- **BRIEF**: Please edit the lines below so that each "The pointer" reads "The labeler", with everything else left as it is.

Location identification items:
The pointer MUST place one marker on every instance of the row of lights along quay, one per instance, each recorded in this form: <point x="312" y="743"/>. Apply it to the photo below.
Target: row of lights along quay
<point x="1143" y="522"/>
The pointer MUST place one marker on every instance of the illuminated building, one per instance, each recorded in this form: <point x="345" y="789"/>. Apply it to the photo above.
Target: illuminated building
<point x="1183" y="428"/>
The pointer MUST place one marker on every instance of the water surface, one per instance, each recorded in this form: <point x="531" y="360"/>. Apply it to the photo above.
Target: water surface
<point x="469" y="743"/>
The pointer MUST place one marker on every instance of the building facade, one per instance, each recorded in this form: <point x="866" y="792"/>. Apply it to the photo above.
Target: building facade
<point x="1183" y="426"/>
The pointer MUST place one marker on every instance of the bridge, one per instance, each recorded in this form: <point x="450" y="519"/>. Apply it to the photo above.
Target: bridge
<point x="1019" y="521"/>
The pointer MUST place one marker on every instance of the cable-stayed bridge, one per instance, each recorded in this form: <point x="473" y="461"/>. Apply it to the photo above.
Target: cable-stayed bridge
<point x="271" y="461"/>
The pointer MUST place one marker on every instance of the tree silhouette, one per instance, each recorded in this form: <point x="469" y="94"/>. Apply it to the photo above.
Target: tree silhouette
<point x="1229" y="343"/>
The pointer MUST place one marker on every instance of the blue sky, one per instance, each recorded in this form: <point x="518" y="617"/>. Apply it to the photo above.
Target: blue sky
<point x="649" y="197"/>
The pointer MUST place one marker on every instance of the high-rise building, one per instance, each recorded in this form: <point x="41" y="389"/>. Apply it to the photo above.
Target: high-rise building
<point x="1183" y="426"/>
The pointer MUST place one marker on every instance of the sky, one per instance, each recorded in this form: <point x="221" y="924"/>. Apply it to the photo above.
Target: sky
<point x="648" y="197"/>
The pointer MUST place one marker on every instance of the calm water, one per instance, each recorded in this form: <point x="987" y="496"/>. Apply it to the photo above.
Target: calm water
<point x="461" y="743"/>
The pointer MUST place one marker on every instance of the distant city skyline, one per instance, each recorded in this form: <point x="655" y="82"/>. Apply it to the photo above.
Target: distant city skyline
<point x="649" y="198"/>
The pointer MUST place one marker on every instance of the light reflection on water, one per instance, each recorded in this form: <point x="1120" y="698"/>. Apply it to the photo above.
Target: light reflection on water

- **SOLUTION BELOW**:
The labeler MUST place one marker on every instance of the row of lights along quay, one per instance, each recorded in this form: <point x="312" y="743"/>. Apply it to the photo below.
Target: row of lights along quay
<point x="1143" y="522"/>
The labeler MUST place one marker on every instance of the illuminated building, one per instance, each recorded in this form: <point x="345" y="789"/>. Apply it to the photo above.
Target: illuminated building
<point x="1183" y="428"/>
The labeler MUST place one marker on every instance of the water surface, one per instance, each recorded in this form: <point x="531" y="360"/>. Apply it to the photo above.
Target: water surface
<point x="469" y="743"/>
The labeler MUST place one marker on every instance of the building facade, one per instance, each recorded in this form: <point x="866" y="792"/>. Apply it to the photo above.
Target: building facade
<point x="1183" y="426"/>
The labeler MUST place one marker on every instance of the bridge, one per instance, each recorded in this form: <point x="450" y="519"/>. Apply it to the photo above.
Target: bridge
<point x="1019" y="521"/>
The labeler MUST place one marker on every instance of the cable-stayed bridge, one per instance, each recorded in this form: <point x="473" y="461"/>. Apply it to the photo above.
Target: cable-stayed bridge
<point x="271" y="461"/>
The labeler MUST place one marker on every instance of the tree silhouette, one per instance, each recorded in this form: <point x="469" y="94"/>. Apply it to the photo above.
Target: tree silhouette
<point x="1229" y="343"/>
The labeler MUST place one marker on every instance of the blue sky, one per instance, each recorded in this form: <point x="518" y="617"/>. Apply it to the photo above.
Target: blue sky
<point x="649" y="197"/>
The labeler MUST place one marker on every instance of the high-rise building, one per instance, each recorded in this form: <point x="41" y="389"/>. Apply it to the photo above.
Target: high-rise building
<point x="1183" y="426"/>
The labeler MUST place one marker on every instance of the sky, one per instance, each recorded in this form: <point x="221" y="924"/>. Apply it to the photo above.
Target: sky
<point x="648" y="197"/>
The labeler MUST place one marker on every instance of the calm water, one per instance, each recorded in this form: <point x="987" y="496"/>. Apply it to the photo above.
Target: calm water
<point x="461" y="743"/>
The labeler MUST place one marker on every instance of the distant city skyline, one per instance, each recorded in this form: <point x="655" y="82"/>. Apply it to the photo above.
Target: distant city skyline
<point x="649" y="198"/>
The labeler MUST place one marker on every instance of the light reflection on water, one per instance, each recorded in this form: <point x="1120" y="698"/>. Apply it to the photo above.
Target: light reflection on water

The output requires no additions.